STATED PROBLEM:
Extract every line in the rows below that contains the string "path", and copy each one unchanged.

Start SUPPLIED DATA

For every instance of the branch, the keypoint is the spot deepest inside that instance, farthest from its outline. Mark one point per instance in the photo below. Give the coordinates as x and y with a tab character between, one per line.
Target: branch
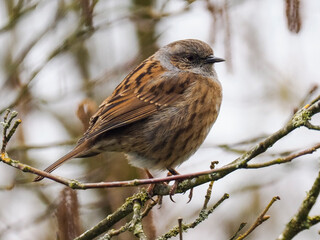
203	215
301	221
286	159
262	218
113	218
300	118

End SUPPLIED DATA
Start SUPPLIED DATA

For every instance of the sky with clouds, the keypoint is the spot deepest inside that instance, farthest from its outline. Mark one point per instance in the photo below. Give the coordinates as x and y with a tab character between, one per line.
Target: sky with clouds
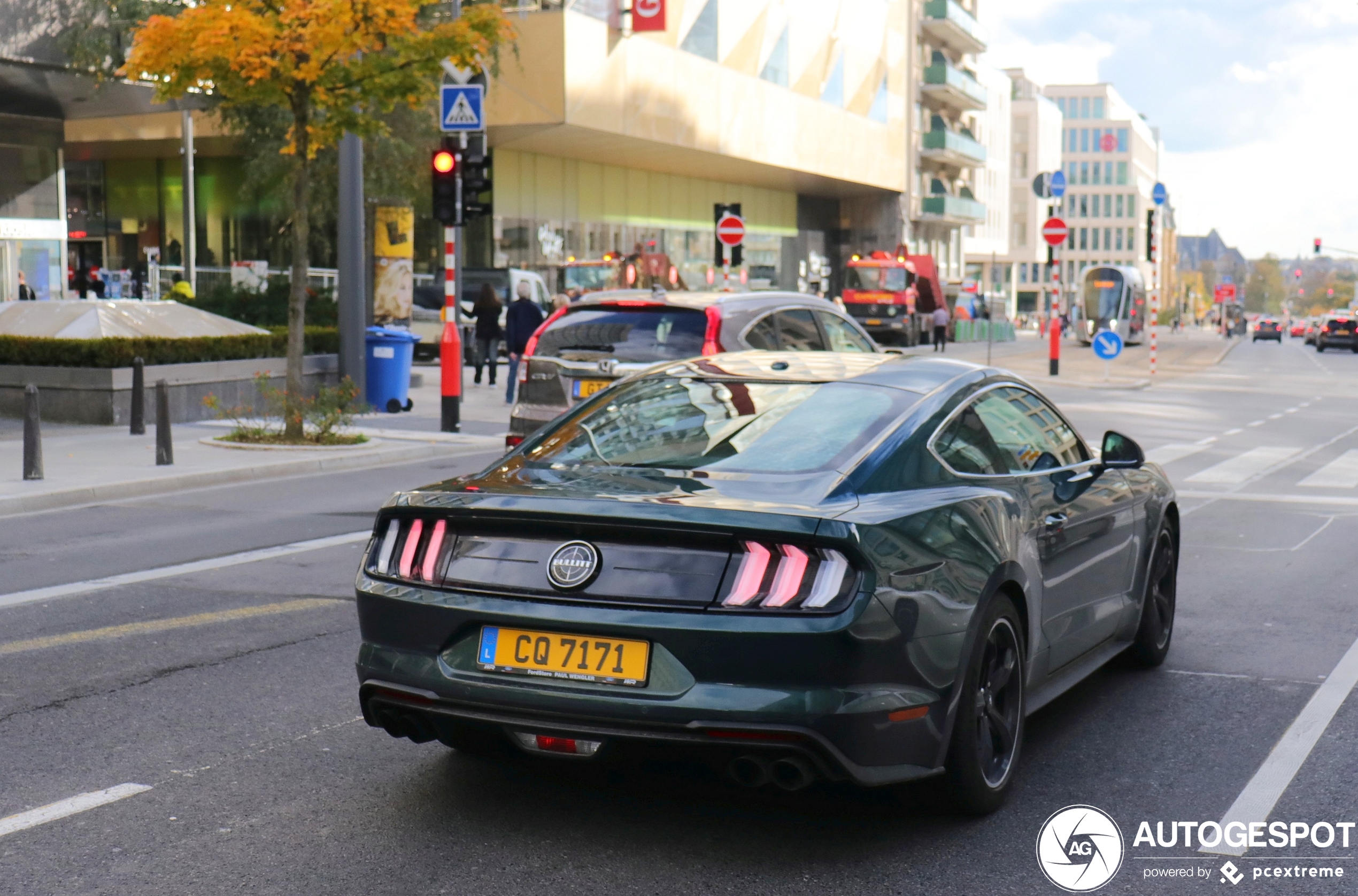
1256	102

End SUPPLIED DATA
Start SUPPLIED DATA

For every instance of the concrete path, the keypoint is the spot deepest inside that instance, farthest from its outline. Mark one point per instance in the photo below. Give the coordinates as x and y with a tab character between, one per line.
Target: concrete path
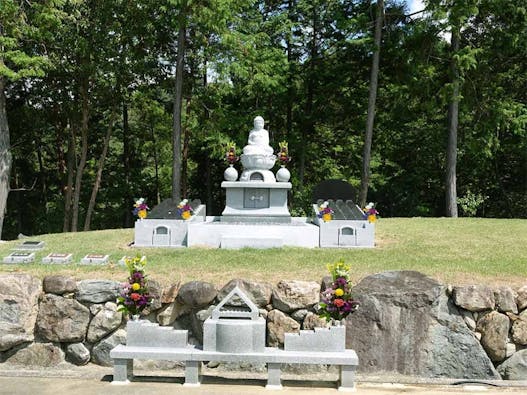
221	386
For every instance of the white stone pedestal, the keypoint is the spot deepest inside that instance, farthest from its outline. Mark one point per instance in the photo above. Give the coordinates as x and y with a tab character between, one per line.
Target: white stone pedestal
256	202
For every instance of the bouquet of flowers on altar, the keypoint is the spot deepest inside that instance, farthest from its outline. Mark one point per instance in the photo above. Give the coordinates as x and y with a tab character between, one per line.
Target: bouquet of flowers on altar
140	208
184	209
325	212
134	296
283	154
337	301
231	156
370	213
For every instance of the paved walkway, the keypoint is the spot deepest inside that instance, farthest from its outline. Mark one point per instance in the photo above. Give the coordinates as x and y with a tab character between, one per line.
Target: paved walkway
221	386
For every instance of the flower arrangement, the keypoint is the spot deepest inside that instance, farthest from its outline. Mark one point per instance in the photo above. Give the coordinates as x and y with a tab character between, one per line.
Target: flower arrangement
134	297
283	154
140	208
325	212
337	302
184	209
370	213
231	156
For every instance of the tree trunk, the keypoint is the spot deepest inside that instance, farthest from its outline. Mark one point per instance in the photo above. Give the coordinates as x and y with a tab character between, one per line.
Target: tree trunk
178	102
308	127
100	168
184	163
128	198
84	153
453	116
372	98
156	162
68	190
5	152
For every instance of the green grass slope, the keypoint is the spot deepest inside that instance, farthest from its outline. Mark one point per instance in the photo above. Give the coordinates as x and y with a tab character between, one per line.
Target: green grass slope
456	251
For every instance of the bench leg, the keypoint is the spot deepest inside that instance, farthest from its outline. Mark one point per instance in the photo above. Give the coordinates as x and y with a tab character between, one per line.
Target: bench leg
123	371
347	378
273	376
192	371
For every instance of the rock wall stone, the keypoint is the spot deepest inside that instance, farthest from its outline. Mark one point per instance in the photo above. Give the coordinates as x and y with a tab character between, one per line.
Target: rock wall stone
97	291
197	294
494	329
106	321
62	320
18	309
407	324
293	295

End SUPPLIED DATA

ANSWER FOR THE TASK:
For every instance of the concrete path, the keypoint is the spot deepest inside that instance, farthest from its outline. Mark one point per instance in the photo below. Give the coordinates as x and y with a tab character between, one per line.
Target: concrete path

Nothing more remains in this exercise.